__TASK DESCRIPTION__
Omit the images, then output each of the records below exactly.

Referring expression pointing data
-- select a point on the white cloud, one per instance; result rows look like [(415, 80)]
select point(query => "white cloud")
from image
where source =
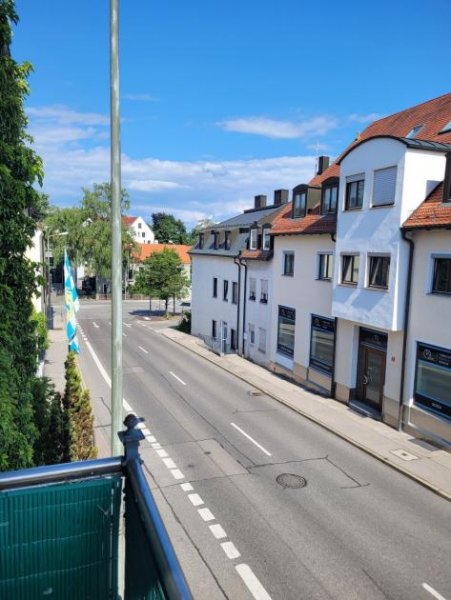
[(141, 98), (276, 129), (364, 118)]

__WRITTEN SOLUTION__
-- select a point on the white cloud, one per instance; result rows look like [(415, 80)]
select point(query => "white cloud")
from image
where source =
[(141, 98), (276, 129), (364, 118)]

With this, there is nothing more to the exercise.